• **Stated exercise A**: Gather every line in the listing below that contains the word "pebble".

# ETL Pipeline Tutorial with DigitalHub

This notebook demonstrates how to build an end-to-end ETL (Extract, Transform, Load) pipeline using the DigitalHub SDK. We'll work with Bologna's traffic data from open data APIs, process it through multiple stages, and deploy it as a REST API service.

## Overview
- **Extract**: Download traffic data from Bologna's open data portal
- **Transform**: Process and clean the data in multiple stages
- **Load**: Deploy the processed data as a queryable REST API
- **Orchestrate**: Create a workflow pipeline to automate the entire process

## Setup and Function Definitions

First, we'll create the necessary directory structure and define all the functions we'll need for our ETL pipeline. All functions will be stored in a single `src/functions.py` file for easy management.

In [None]:
from pathlib import Path

Path("src").mkdir(exist_ok=True)

### Function Definitions

This cell creates our main functions file with the following components:

- **`downloader`**: Extracts CSV data from the Bologna open data API
- **`process_spire`**: Transforms the raw data to extract unique traffic sensor information
- **`process_measures`**: Reshapes time-series traffic measurements from wide to long format
- **`init_context` & `serve`**: API serving functions for deploying the processed data as a REST endpoint

Each function is decorated with `@handler` to integrate with the DigitalHub runtime system.

In [None]:
%%writefile "src/functions.py"

• **Given records**:
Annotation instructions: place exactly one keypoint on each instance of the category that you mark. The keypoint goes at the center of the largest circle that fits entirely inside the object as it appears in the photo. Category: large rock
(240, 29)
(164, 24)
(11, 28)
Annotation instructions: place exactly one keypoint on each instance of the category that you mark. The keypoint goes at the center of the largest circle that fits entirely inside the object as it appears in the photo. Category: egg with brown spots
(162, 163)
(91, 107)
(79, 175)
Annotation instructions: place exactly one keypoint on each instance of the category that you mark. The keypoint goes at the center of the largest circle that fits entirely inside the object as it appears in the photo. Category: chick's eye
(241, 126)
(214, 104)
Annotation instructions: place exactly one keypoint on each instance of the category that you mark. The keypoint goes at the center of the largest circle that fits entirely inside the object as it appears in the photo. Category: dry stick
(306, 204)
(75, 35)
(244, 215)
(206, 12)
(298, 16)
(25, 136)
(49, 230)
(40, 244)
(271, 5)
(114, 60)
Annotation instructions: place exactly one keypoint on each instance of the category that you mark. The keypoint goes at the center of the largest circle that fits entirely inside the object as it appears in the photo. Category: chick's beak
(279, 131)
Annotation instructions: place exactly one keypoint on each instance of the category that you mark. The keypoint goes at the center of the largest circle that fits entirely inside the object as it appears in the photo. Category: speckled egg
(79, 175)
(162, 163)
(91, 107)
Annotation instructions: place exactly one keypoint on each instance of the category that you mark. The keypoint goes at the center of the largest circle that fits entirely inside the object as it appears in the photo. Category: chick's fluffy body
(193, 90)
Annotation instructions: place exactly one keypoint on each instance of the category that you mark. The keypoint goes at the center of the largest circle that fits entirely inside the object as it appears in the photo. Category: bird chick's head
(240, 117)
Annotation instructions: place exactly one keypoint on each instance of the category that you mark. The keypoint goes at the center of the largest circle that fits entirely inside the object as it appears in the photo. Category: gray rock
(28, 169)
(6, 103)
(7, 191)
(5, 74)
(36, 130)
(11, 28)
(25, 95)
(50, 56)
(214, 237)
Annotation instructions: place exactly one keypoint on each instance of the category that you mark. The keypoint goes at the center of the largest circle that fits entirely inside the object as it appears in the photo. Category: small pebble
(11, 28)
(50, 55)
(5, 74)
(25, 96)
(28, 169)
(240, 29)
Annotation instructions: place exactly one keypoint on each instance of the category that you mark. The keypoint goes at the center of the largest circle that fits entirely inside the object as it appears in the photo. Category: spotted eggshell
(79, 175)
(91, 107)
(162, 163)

• **Stated exercise B**: Please output the stretch of the ETL pipeline tutorial above from "First, we'll create" through "for easy management.", word for word.

• **Correct output A**:
Annotation instructions: place exactly one keypoint on each instance of the category that you mark. The keypoint goes at the center of the largest circle that fits entirely inside the object as it appears in the photo. Category: small pebble

• **Correct output B**:
First, we'll create the necessary directory structure and define all the functions we'll need for our ETL pipeline. All functions will be stored in a single `src/functions.py` file for easy management.